Data listing
*** Block opens ***
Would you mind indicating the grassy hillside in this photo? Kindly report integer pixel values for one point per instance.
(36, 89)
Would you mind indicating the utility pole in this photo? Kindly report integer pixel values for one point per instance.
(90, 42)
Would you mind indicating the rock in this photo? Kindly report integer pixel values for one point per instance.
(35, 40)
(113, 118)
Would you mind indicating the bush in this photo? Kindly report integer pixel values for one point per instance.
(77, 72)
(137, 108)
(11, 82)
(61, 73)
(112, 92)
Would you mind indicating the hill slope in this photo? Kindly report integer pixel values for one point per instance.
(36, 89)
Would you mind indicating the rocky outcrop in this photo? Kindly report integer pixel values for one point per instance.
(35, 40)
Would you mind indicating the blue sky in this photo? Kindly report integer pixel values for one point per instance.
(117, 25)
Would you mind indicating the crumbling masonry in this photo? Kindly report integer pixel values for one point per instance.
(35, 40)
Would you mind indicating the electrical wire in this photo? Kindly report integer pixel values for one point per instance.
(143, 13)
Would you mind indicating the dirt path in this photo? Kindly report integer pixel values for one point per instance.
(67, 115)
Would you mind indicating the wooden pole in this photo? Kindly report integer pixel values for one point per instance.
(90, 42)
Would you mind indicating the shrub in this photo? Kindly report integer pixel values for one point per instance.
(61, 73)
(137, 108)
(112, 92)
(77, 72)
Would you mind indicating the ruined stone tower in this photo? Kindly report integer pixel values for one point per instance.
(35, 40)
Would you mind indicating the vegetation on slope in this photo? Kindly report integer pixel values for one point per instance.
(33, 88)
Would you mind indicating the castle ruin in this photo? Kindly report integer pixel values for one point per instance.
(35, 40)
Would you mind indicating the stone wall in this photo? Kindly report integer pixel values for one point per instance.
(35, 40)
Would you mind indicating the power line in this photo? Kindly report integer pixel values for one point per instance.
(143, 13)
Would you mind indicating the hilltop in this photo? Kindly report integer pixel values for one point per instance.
*** Block closes ***
Task details
Reproduce the entire listing. Keep every word as it is.

Finished exercise
Would you mind indicating the grassy hillside in this photo? Kindly report integer pixel values for one point per instance.
(36, 89)
Would you mind indicating the utility pole in this photo? Kindly report integer pixel values for one point per instance.
(90, 42)
Would you mind indicating the rock in this photo? Kindly report integer pixel values for one point per instance.
(35, 40)
(113, 118)
Would you mind indicating the bush in this photo? Kindly report integer pixel values for one point per instance.
(77, 72)
(137, 108)
(11, 82)
(61, 73)
(112, 92)
Would you mind indicating the hill slope in this photo? Kindly report integer pixel values for one point per instance.
(36, 89)
Would you mind indicating the rocky outcrop in this photo? Kindly report integer pixel values for one point per instance.
(35, 40)
Would you mind indicating the blue sky in this photo? Kindly report integer pixel values for one point per instance.
(117, 25)
Would you mind indicating the crumbling masonry in this photo? Kindly report integer pixel values for one point per instance.
(35, 40)
Would you mind indicating the electrical wire in this photo? Kindly report integer pixel values for one point per instance.
(143, 13)
Would you mind indicating the dirt path in this photo? Kindly report integer pixel values for one point per instance.
(67, 115)
Would you mind indicating the wooden pole in this photo? Kindly report integer pixel values for one point per instance.
(90, 42)
Would you mind indicating the shrub in this photo? Kindly report integer pixel values for one point per instance.
(61, 73)
(137, 108)
(112, 92)
(77, 72)
Would you mind indicating the ruined stone tower in this photo? Kindly report integer pixel values for one point per instance.
(35, 40)
Would you mind indicating the vegetation on slope in this photo? Kindly report integer pixel values for one point per instance.
(33, 88)
Would you mind indicating the castle ruin in this photo? Kindly report integer pixel values for one point per instance.
(35, 40)
Would you mind indicating the stone wall in this photo? Kindly report integer pixel values for one point per instance.
(35, 40)
Would you mind indicating the power line in this photo? Kindly report integer pixel values for one point per instance.
(143, 13)
Would you mind indicating the hilltop in this photo? Kindly report integer pixel values for one point per instance.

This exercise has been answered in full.